> [SOURCE EXTRACT]:

Prometheus + Grafana
Open-source alternative to Datadog.
Components:
- Prometheus: Time-series database, scrapes metrics
- Grafana: Dashboards and visualization
- Alertmanager: Alert routing
Advantages:
- Free and open-source
- Community-driven
- Works on-premise or cloud
Disadvantages:
- Requires operational expertise
- Log aggregation requires Loki or similar
- No managed offering (except Grafana Cloud)
Cost: Self-hosted labor (~2 hrs/month per engineer for 50-person team).
Key Metrics to Monitor
GPU Metrics:
- GPU utilization (aim for 70-95%)
- Memory usage (detect OOMs early)
- Temperature (prevent throttling)
Model Metrics:
- Latency P50, P95, P99 (SLA compliance)
- Throughput (requests/sec)
- Error rate
Cost Metrics:
- Cost per inference
- Cost per 1M tokens
- Utilization cost ratio
Data and Vector Databases
Vector Databases
Vector databases store embeddings for semantic search.
Pinecone
- Managed service, easiest to use
- Pricing: $0.60 per pod per month + compute
- Scales to billions of vectors
- Best for: Teams wanting zero ops
Weaviate
- Open-source or managed cloud
- Pricing: Self-hosted free, cloud from $0/month (free tier)
- HNSW and other indexing algorithms
- Best for: Custom deployments, full control
Milvus
- Open-source, cloud available
- Pricing: Self-hosted free, cloud from $100/month
- Supports multiple indexing strategies
- Best for: Scale-out deployments
Chroma
- Lightweight, easy local testing
- Pricing: Open-source free
- Simple API
- Best for: Development and small deployments
Comparison (March 2026):
| DB | Setup Time | Scale | Cost | Query Latency |
|---|---|---|---|---|
| Pinecone | 5 min | 10B+ | $$$$ | 50ms |
| Weaviate | 30 min | 1B | $$ | 100ms |
| Milvus | 1 hour | 100M | $ | 80ms |
| Chroma | 1 min | 1M | Free | 200ms |
Data Pipelines
DLT (Dataloading Tool)

> [SUPPLIED ENTRIES]:
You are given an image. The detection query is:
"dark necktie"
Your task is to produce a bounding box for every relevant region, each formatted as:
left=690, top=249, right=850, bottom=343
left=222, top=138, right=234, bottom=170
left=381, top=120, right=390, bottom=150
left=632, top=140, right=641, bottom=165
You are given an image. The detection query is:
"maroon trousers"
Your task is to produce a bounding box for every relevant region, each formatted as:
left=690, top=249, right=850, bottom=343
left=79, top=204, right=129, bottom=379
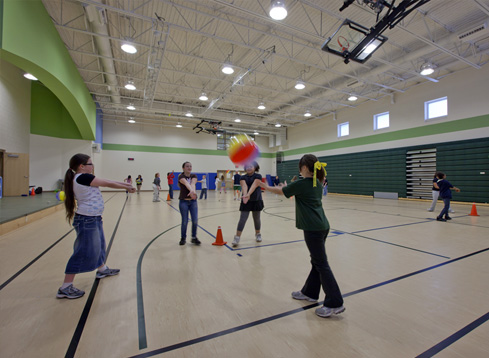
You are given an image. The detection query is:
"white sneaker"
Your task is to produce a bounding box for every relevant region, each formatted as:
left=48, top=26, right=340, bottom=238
left=316, top=306, right=345, bottom=318
left=292, top=291, right=317, bottom=302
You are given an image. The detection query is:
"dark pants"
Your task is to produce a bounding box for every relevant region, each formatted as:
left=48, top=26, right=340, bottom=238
left=301, top=230, right=343, bottom=308
left=438, top=198, right=450, bottom=218
left=199, top=188, right=207, bottom=200
left=179, top=200, right=198, bottom=239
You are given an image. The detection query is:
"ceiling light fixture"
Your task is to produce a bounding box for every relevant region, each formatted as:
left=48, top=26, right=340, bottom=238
left=121, top=42, right=138, bottom=54
left=24, top=73, right=37, bottom=81
left=124, top=81, right=136, bottom=91
left=295, top=80, right=306, bottom=90
left=269, top=0, right=287, bottom=20
left=419, top=63, right=435, bottom=76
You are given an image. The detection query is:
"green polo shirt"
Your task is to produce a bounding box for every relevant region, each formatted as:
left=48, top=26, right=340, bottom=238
left=282, top=178, right=329, bottom=231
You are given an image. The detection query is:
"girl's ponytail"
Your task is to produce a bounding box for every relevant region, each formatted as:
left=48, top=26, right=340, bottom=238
left=64, top=153, right=90, bottom=221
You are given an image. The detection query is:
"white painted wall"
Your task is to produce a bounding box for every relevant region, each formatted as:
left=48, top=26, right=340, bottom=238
left=0, top=60, right=31, bottom=153
left=283, top=65, right=489, bottom=160
left=99, top=121, right=276, bottom=190
left=29, top=134, right=92, bottom=191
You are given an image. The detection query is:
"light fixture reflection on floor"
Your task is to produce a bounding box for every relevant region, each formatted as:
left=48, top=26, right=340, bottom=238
left=269, top=0, right=287, bottom=20
left=24, top=73, right=37, bottom=81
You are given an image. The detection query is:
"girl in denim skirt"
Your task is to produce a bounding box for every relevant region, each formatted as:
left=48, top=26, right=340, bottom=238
left=56, top=154, right=136, bottom=298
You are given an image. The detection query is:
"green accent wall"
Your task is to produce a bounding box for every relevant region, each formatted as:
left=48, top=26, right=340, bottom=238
left=31, top=81, right=83, bottom=139
left=103, top=143, right=275, bottom=158
left=0, top=0, right=96, bottom=140
left=284, top=115, right=489, bottom=156
left=277, top=138, right=489, bottom=203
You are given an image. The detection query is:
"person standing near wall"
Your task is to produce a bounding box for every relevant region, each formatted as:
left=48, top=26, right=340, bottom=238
left=178, top=162, right=200, bottom=245
left=153, top=173, right=161, bottom=202
left=136, top=174, right=143, bottom=194
left=56, top=154, right=136, bottom=299
left=166, top=170, right=175, bottom=199
left=197, top=174, right=207, bottom=200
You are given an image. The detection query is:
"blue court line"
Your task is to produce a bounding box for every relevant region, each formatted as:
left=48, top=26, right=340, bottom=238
left=65, top=196, right=127, bottom=358
left=0, top=194, right=117, bottom=291
left=416, top=312, right=489, bottom=358
left=129, top=248, right=489, bottom=358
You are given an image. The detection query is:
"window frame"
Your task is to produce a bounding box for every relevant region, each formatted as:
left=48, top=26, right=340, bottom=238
left=374, top=111, right=391, bottom=131
left=424, top=96, right=448, bottom=121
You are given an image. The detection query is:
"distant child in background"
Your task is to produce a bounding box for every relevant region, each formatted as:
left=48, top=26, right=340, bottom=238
left=178, top=162, right=200, bottom=245
left=232, top=162, right=264, bottom=246
left=124, top=175, right=132, bottom=195
left=56, top=154, right=136, bottom=299
left=436, top=172, right=460, bottom=221
left=166, top=170, right=175, bottom=199
left=136, top=174, right=143, bottom=194
left=197, top=174, right=207, bottom=200
left=219, top=175, right=226, bottom=194
left=262, top=154, right=345, bottom=317
left=153, top=173, right=161, bottom=202
left=428, top=172, right=455, bottom=213
left=233, top=170, right=241, bottom=200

> [EXERCISE AIM]:
Copy out the part of the monitoring and vector database text starting with "- Temperature (prevent" and going on through "for semantic search.", word for word.

> [REPLY TO THE EXERCISE]:
- Temperature (prevent throttling)
Model Metrics:
- Latency P50, P95, P99 (SLA compliance)
- Throughput (requests/sec)
- Error rate
Cost Metrics:
- Cost per inference
- Cost per 1M tokens
- Utilization cost ratio
Data and Vector Databases
Vector Databases
Vector databases store embeddings for semantic search.